## TEXT SEGMENT:
──────────
The article in this link basically says that the traditional "5 Stages of Grief" that mental health providers use as a framework for people dealing with issues of loss (e.g., death of a loved one, breakup or divorce) is incomplete.

 

Denial, Anger, Bargaining, Depression, Acceptance are indeed part of the process, but there is another part that only begins with Acceptance: TEAR

 

T = To accept the reality of the loss

E = Experience the pain of the loss

A = Adjust to the new environment without the lost object

R = Reinvest in the new reality.

 

I had been experiencing quite a bit of anger related to my breakup, and I thought I was still stuck in Phase 2 of the traditional grieving cycle. And I thought I had a lot more ahead of me (Phases 3, 4, 5) before I could deal properly with the breakup, heal, and move on. Yet, after learning about TEAR, I realize that I have already been doing a lot of the necessary work to move on, so unless I am really fooling myself, I think I am farther along than I think.

 

Breaking up is a process, not a single event. So much of the Denial, Bargaining, and Depression I experienced actually occurred in the weeks and months prior to the breakup. The anger that I felt just prior to my final declaration that my relationship was indeed broken up was just the breaking point, the last bit of steam that blew the lid off the kettle. It was the one event that I needed to experience to put all the pieces that I had been experiencing in the weeks and months prior together into one package that I refer to as "the breakup", but which really was not one event at all, but a long, drawn out process.
──────────
## PROVIDED DATA:
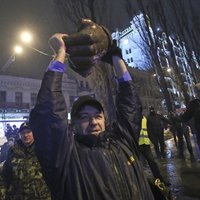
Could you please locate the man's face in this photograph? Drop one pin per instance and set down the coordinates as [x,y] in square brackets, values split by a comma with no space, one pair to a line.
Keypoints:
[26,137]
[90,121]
──────────
## EXERCISE TASKS:
1) Answer these about the grief post:
(a) What does the letter E stand for in TEAR?
(b) Which phase of the traditional grieving cycle did the writer believe they were stuck in?
(c) When did much of the writer's Denial, Bargaining, and Depression occur?
2) Please proceed with the grief post, writing on from its final sentence.
The listing above is drawn from a separate source.

## OUTPUTS IN ORDER:
1)
(a) Experience the pain of the loss.
(b) Phase 2.
(c) In the weeks and months prior to the breakup.

2)
 

The acceptance piece is something that "the breakup" helped allow to happen. And the acceptance piece is something that allows the rest of the TEAR process to begin. This quote is from the article in the link I provided above:

 

Notice that the first step of Grief Work is ACCEPTANCE, the last stage of the 5 Stages of Grief.

 

It begins when the honeymoon period is over, the friends have stopped calling, everyone thinks you should be over it, the court case is resolved, "closure" has been effected, and everything is supposed to be back to normal. It's at this point that real grieving begins.

 

Now the feelings that I have been experiencing all make sense. I have been Experiencing the pain of my loss more fully now that the "honeymoon" period is over. The Adjustment to my new environment without my ex has been ongoing. And I am only now beginning to Reinvest in the new reality of my life, the reality of life without my ex. This is what it means to TEAR my ex from the fabric of my existence. He was in my past, but he is no longer in my present and he will not be in my future. I am reinvesting in me and in my life only. The fabric of my future existence will be woven without him.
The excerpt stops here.